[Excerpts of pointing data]
# # # #
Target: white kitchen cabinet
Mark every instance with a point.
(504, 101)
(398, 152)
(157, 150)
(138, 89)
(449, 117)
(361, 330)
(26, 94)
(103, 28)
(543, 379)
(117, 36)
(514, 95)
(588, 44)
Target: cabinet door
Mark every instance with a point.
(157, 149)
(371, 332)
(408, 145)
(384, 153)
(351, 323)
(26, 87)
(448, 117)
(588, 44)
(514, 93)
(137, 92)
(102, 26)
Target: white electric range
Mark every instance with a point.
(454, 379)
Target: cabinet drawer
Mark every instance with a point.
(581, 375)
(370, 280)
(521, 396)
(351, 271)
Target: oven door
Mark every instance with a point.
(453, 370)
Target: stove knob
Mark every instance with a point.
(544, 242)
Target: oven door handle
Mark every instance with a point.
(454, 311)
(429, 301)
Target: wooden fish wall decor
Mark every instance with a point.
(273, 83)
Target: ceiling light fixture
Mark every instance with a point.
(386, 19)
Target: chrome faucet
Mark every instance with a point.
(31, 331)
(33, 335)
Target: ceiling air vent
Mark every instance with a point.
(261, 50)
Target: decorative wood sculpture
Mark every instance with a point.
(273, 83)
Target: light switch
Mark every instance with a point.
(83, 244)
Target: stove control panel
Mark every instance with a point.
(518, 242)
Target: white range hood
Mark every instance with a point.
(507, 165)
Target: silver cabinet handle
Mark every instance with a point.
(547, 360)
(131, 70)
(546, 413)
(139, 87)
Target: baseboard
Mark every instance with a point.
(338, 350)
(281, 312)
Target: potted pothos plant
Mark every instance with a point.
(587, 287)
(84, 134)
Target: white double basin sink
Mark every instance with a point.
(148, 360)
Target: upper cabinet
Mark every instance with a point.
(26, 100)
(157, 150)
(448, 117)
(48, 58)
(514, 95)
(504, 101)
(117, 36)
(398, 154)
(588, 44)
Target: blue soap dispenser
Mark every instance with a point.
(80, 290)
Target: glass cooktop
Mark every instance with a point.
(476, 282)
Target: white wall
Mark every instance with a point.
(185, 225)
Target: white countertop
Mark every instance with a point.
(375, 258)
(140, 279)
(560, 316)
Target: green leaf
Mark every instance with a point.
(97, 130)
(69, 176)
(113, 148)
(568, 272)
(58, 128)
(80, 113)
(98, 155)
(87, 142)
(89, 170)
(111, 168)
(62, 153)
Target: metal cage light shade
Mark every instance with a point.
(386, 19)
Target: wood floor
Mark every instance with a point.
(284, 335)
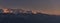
# # # #
## Task:
Rescale everything from the line containing "Target: green leaf" down to the end of the data, repeating every line with the requests included and multiplying each point coordinate by 1.75, rounded to a whole number with halves going up. Leave the picture out of your answer.

## Task result:
Target: green leaf
Mark every instance with a point.
(170, 228)
(121, 308)
(198, 259)
(994, 476)
(102, 224)
(140, 198)
(172, 271)
(152, 249)
(156, 298)
(194, 294)
(109, 268)
Target: metal cage light shade
Mark every instance with a point.
(676, 33)
Target: wood floor
Mark every instance with a point.
(497, 586)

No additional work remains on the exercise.